- **DIRECTIONS**
Determine the number of lines below that contain the string "blonde", and state only that number.

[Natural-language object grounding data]
Segment Open
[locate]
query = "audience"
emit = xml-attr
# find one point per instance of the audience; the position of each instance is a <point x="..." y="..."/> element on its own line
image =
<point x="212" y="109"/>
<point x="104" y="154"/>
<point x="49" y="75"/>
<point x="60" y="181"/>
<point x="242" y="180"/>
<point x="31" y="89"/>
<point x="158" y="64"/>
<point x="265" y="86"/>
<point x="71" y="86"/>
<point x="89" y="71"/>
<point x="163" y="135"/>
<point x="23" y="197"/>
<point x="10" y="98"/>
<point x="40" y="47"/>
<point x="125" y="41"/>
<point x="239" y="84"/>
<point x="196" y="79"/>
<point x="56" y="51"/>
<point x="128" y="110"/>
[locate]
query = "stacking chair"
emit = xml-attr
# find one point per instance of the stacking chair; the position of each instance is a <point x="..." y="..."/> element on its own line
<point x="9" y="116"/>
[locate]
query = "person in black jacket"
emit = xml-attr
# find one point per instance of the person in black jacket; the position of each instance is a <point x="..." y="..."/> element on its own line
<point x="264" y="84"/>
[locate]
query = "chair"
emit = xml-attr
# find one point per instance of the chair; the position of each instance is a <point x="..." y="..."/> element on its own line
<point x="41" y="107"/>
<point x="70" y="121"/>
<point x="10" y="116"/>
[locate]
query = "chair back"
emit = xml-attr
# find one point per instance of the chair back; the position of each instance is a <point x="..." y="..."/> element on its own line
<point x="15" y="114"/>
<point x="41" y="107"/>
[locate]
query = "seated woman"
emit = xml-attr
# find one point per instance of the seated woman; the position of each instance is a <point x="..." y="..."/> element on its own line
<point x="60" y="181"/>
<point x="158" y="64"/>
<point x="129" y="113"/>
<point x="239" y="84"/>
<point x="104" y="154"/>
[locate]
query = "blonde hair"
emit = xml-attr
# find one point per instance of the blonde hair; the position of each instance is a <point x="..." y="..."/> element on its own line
Segment Closed
- **RESPONSE TO THE TASK**
2